上記3枠は「通常枠」とともに、事業類型「一般型」に含まれます。
なお、「回復型賃上げ・雇用拡大枠」および「デジタル枠」に申請し不採択となった場合は「通常枠」で再審査へ。
ただし、再審査により「通常枠」で採択されたときは、「通常枠」の補助上限・補助率などの条件が適用されます。
新枠それぞれの詳細は、以下のとおりです。
〈新枠①〉回復型賃上げ・雇用拡大枠
「回復型賃上げ・雇用拡大枠」では、業況が厳しいながら賃上げ・雇用拡大に取り組む事業者が行う、革新的な製品・サービス開発または生産プロセス・サービス提供方法の改善に必要な設備・システム投資などを支援します。
なお「回復型賃上げ・雇用拡大枠」で申請するには、「基本要件(要件を満たす3~5年の事業計画を策定する)」に加え、以下の全ての要件を満たすことが必要です。
- 前年度の事業年度の課税所得がゼロである
- 常時使用する従業員がいる
- 補助事業を完了した事業年度の翌年度の3月末時点において、その時点での給与支給総額、事業場内最低賃金の増加目標を達成する
〈新枠②〉デジタル枠
「デジタル枠」では、DX(デジタルトランスフォーメーション)に資する革新的な製品・サービス開発またはデジタル技術を活用した生産プロセス・サービス提供方法の改善による生産性向上に必要な設備・システム投資などを支援します。
なお「デジタル枠」で申請するには、「基本要件」に加え、以下の全ての要件に該当することが必要です。
- (1)次の①または②に該当する事業である
①DXに資する革新的な製品・サービスの開発
②デジタル技術を活用した生産プロセス・サービス提供方法の改善 - (2)経済産業省が公開するDX推進指標を活用して、DX推進に向けた現状や課題に対する認識を共有するなどの自己診断を実施するとともに、自己診断結果を応募締切日までに独立行政法人情報処理推進機構(IPA)に対して提出している
- (3)独立行政法人情報処理推進機構(IPA)が実施する「SECURITY ACTION」の「★ 一つ星」または「★★ 二つ星」いずれかの宣言を行っている
〈新枠③〉グリーン枠
「グリーン枠」では、温室効果ガスの排出削減に資する革新的な製品・サービス開発または炭素生産性向上を伴う生産プロセス・サービス提供方法の改善による生産性向上に必要な設備・システム投資などを支援します。
なお「グリーン枠」で申請するには、「基本要件」に加え、以下の全ての要件に該当することが必要です。
- (1)次の①または②に該当する事業である
①温室効果ガスの排出削減に資する革新的な製品・サービスの開発
②炭素生産性向上を伴う生産プロセス・サービス提供の方法の改善 - (2)3~5年の事業計画期間内に、事業場単位または会社全体での炭素生産性を年率平均1%以上増加する事業である
- (3)これまでに自社で実施してきた温室効果ガス排出削減の取組の有無を示す
また申請時には、「様式2 炭素生産性向上の取組及び温室効果ガス排出削減等の取組状況」を用いて、次の項目を具体的かつ詳細に記載することも必要となります。

□ □ □ □ □ □ □

**演習課題:**
1) 抜粋によると、「回復型賃上げ・雇用拡大枠」か「デジタル枠」に申請して不採択になった場合、どう扱われるか。
2) 抜粋に基づき、「回復型賃上げ・雇用拡大枠」で申請するために「基本要件」のほかに満たす必要がある要件を、すべて挙げよ。
3) 抜粋の記述に沿って、再審査の結果「通常枠」で採択された場合に、補助上限や補助率にどの枠の条件が適用されるかを説明せよ。

**点アノテーションデータの抜粋:**
□ □ □ □ □ □ □

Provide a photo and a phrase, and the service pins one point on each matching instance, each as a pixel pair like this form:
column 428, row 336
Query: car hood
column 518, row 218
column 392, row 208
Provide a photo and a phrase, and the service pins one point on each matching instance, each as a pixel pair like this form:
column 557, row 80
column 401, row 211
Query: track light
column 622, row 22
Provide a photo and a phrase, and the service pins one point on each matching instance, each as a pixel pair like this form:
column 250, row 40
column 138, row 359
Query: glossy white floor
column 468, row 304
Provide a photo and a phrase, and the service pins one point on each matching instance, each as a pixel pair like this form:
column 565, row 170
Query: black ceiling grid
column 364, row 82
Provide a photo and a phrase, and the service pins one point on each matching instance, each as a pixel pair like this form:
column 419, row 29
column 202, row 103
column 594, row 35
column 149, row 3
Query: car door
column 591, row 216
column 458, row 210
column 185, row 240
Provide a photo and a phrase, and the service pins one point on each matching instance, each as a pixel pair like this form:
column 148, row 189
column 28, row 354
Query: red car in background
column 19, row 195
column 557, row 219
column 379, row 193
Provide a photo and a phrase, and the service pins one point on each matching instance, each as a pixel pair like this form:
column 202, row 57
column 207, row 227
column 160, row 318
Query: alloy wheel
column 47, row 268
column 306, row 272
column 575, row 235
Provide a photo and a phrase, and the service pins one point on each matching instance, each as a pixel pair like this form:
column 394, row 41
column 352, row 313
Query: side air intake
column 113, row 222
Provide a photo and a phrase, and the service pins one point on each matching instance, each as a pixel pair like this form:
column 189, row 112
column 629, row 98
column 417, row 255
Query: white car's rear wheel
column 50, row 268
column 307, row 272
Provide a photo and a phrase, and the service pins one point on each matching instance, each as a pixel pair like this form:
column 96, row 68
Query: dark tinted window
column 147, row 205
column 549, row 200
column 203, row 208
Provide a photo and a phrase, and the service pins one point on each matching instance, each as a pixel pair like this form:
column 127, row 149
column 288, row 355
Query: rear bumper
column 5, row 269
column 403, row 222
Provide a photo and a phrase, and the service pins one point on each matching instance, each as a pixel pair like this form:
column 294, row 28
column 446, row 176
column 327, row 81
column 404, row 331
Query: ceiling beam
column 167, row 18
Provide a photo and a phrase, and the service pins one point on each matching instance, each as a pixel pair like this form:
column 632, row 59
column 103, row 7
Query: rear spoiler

□ □ □ □ □ □ □

**演習解答:**
1) 「通常枠」で再審査される。

2)
- 前年度の事業年度の課税所得がゼロである
- 常時使用する従業員がいる
- 補助事業を完了した事業年度の翌年度の3月末時点で、その時点での給与支給総額と事業場内最低賃金の増加目標を達成する

3) 申請した新枠ではなく、「通常枠」の補助上限・補助率などの条件が適用される。再審査で採択されたのが「通常枠」だからである。